## START Provided material

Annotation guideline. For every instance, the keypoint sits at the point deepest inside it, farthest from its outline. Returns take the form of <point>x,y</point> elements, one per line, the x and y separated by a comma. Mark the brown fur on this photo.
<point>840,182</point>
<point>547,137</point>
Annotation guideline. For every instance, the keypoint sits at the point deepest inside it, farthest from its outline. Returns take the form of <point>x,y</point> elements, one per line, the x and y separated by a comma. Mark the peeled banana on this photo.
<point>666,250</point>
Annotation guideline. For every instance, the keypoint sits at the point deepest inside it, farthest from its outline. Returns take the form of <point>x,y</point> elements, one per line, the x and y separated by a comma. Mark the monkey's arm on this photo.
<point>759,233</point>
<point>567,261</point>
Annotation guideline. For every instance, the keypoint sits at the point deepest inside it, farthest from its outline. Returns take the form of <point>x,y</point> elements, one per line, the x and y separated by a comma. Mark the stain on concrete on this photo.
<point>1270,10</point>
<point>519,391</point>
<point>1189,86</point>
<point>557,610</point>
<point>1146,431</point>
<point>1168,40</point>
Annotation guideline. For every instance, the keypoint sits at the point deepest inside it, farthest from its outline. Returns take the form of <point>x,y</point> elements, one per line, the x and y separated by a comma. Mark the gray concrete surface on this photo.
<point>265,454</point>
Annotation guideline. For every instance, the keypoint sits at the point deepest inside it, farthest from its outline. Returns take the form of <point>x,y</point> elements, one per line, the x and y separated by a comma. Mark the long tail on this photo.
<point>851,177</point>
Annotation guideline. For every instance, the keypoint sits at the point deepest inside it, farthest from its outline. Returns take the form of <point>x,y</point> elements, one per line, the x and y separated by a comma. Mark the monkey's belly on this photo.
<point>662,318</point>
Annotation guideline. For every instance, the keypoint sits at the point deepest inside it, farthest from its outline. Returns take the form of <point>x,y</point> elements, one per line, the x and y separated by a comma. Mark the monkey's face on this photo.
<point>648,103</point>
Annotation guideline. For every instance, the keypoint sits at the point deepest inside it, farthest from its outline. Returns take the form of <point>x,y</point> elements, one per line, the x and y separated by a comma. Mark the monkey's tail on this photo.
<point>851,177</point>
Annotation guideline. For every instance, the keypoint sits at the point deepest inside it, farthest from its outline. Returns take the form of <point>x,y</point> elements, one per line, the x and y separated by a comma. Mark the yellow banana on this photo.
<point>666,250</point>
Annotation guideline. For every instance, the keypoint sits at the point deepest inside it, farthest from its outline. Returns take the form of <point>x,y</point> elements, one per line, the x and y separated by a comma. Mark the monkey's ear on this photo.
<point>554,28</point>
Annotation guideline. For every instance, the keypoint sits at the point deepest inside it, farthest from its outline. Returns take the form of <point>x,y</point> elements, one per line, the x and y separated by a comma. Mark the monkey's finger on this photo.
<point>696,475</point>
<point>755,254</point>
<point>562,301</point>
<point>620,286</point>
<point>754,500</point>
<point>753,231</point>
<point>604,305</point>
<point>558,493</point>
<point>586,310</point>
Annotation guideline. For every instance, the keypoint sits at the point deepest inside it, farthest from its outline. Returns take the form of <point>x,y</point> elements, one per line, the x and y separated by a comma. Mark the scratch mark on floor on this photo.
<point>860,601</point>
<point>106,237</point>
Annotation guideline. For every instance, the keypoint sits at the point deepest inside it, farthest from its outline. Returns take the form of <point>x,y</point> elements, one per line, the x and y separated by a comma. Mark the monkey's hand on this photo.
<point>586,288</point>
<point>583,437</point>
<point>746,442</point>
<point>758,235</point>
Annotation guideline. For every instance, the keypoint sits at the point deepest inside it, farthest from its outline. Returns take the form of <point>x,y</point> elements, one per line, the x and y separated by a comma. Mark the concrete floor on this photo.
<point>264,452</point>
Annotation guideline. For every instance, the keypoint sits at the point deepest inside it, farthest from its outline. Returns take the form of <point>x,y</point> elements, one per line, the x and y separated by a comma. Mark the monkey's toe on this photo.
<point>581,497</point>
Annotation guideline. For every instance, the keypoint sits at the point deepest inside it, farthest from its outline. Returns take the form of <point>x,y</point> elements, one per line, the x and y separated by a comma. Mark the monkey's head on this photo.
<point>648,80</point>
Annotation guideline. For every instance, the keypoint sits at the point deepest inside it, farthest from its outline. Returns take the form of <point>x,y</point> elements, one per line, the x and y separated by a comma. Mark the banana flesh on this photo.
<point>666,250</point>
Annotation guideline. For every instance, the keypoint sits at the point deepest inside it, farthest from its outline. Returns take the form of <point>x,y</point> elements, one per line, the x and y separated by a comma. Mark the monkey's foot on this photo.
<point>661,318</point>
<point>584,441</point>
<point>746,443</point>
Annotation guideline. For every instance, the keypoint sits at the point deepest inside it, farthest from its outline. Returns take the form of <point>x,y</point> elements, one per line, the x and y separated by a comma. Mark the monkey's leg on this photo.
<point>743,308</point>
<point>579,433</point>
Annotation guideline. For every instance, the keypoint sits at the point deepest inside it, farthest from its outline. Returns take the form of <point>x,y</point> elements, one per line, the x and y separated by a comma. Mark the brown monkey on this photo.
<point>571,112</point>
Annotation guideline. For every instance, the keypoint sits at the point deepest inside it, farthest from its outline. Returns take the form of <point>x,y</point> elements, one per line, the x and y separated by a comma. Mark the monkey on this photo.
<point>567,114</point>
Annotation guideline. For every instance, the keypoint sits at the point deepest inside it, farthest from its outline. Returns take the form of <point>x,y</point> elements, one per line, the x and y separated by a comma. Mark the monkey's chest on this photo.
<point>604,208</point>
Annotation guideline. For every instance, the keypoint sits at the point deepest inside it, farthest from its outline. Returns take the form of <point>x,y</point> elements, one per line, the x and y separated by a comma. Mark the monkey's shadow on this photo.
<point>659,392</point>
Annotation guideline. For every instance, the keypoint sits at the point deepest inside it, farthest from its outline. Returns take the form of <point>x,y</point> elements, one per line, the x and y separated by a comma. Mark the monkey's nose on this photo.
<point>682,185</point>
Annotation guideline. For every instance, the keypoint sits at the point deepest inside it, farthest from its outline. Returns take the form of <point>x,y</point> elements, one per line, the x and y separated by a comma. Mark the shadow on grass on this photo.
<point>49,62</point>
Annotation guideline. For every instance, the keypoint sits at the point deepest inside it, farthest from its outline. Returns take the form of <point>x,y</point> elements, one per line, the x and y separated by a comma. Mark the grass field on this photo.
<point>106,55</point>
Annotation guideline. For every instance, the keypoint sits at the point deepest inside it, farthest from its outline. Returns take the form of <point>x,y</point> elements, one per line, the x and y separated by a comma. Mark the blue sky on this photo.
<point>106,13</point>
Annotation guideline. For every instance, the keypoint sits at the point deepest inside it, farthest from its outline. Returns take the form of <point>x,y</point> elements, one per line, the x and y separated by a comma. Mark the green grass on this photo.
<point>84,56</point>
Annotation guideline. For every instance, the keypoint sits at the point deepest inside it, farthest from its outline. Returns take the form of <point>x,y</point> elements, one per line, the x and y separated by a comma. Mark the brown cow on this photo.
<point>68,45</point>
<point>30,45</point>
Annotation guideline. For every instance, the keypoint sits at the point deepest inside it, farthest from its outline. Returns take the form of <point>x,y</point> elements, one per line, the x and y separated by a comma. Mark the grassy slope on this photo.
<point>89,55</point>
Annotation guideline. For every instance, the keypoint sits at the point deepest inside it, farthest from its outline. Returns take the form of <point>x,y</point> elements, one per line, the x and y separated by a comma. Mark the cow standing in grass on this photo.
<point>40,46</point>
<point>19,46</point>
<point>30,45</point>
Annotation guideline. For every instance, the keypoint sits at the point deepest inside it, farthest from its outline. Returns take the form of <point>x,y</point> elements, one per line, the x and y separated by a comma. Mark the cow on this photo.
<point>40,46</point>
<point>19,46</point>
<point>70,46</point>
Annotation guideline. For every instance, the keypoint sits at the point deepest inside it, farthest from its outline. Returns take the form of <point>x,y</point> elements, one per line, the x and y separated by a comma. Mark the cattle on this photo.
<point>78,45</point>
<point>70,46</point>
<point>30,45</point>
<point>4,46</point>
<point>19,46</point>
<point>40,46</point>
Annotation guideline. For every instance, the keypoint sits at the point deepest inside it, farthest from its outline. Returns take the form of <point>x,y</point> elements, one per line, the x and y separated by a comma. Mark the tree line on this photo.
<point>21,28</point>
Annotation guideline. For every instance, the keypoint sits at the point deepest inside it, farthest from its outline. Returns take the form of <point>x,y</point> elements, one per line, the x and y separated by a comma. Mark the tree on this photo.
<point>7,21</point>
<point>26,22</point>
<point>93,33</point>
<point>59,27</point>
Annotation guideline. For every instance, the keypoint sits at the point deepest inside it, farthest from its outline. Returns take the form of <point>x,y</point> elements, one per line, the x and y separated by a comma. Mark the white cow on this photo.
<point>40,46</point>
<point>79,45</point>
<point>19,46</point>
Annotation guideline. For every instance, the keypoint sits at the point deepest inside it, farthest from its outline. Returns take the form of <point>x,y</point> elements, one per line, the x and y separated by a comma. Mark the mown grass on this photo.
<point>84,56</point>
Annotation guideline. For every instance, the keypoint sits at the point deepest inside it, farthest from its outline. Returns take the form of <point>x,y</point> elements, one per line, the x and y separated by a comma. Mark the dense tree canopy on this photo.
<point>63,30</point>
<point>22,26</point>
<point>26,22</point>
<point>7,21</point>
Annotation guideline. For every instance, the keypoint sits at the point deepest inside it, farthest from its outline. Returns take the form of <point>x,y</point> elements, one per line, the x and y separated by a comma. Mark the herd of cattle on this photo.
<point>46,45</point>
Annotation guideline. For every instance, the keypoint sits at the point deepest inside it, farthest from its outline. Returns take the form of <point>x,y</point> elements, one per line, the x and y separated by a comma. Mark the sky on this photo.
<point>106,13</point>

## END Provided material

▸ Stated task:
Please format everything from the line that contains "the monkey on this photo." down to the line that contains "<point>604,208</point>" as a Markdown table with the columns No. and Line, numbering each row and leaving out blank lines.

▸ Answer to the exercise:
| No. | Line |
|---|---|
| 1 | Annotation guideline. For every instance, the keypoint sits at the point deepest inside it, farthest from its outline. Returns take the form of <point>x,y</point> elements, one per line, the x and y separated by a comma. Mark the monkey on this photo. |
| 2 | <point>567,114</point> |
| 3 | Annotation guideline. For every instance, the keypoint sits at the point deepest inside it, farthest from its outline. Returns take the form of <point>x,y</point> elements, one per line, the x and y separated by a comma. Mark the monkey's chest on this photo. |
| 4 | <point>604,208</point> |